What the task asks:
Where does the string "segment" appear in the material? Copy each line that holds it.

Listed entries:
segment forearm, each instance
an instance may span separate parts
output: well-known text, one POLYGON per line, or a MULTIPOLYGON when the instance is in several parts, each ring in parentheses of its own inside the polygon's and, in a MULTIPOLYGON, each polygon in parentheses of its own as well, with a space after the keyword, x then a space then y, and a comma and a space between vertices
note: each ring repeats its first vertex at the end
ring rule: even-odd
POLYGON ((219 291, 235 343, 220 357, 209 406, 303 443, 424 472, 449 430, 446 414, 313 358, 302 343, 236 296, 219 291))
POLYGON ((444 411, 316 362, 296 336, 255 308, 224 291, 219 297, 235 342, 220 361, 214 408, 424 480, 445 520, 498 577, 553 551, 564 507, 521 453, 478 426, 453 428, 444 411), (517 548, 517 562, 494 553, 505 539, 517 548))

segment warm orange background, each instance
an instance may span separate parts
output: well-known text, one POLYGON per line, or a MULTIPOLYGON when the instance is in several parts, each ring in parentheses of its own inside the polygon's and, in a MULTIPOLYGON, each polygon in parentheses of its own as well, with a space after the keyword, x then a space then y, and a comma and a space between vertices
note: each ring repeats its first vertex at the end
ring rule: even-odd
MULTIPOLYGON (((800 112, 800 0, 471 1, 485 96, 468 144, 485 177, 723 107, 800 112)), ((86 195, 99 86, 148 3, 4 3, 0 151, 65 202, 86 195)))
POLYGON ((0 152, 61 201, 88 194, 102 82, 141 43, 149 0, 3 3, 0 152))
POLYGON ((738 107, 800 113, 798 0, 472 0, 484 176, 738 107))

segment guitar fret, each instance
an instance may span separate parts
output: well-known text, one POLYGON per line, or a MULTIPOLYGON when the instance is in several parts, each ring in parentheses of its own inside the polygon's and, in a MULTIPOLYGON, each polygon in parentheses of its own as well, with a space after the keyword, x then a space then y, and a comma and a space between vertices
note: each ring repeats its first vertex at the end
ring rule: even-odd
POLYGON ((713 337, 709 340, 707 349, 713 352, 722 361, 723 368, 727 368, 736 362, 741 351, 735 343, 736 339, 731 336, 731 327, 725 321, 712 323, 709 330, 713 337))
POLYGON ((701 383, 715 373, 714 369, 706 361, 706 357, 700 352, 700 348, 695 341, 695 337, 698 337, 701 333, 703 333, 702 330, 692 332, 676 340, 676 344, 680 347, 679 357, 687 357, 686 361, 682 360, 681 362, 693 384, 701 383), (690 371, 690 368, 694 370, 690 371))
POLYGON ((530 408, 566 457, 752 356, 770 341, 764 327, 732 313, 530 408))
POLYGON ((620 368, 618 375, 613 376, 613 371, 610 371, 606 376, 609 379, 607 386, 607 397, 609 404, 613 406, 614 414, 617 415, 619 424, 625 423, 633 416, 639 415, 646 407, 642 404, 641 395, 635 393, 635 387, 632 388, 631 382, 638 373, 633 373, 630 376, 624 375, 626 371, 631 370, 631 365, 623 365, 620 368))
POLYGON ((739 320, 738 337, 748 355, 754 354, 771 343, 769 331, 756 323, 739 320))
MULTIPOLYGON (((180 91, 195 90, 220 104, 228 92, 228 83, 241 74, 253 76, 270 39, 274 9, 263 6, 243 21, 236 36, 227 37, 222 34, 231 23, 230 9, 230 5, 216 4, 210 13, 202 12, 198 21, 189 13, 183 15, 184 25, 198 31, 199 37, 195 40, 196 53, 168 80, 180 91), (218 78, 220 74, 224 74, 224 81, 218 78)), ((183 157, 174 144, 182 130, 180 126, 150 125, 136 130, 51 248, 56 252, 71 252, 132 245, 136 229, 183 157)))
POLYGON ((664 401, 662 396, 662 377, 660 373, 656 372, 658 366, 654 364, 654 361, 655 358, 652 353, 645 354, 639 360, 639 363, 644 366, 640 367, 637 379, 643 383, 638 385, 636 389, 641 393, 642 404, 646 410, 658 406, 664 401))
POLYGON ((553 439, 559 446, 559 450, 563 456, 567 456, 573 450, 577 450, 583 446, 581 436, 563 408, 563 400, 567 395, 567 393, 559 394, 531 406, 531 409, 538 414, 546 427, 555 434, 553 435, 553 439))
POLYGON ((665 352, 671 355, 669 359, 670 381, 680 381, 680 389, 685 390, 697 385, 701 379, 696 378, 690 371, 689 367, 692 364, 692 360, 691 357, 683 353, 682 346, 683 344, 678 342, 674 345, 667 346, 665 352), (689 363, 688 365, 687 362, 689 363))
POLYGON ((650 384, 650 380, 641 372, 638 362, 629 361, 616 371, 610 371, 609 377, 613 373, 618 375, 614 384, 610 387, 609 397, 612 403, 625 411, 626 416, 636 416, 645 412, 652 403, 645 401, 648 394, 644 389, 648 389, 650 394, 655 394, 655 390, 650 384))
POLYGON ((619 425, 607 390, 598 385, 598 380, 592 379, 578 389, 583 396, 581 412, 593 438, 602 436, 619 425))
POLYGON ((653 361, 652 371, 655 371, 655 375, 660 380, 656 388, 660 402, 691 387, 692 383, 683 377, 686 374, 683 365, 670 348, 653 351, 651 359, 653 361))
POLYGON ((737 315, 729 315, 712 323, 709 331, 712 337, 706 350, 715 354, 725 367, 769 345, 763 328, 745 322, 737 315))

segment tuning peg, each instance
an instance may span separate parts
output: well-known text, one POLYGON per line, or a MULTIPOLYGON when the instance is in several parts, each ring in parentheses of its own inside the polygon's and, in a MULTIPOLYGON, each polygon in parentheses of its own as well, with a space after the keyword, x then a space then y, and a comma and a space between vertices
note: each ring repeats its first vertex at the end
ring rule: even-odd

Answer space:
segment forearm, each instance
segment warm orange background, each instance
segment guitar fret, each instance
segment tuning peg, each instance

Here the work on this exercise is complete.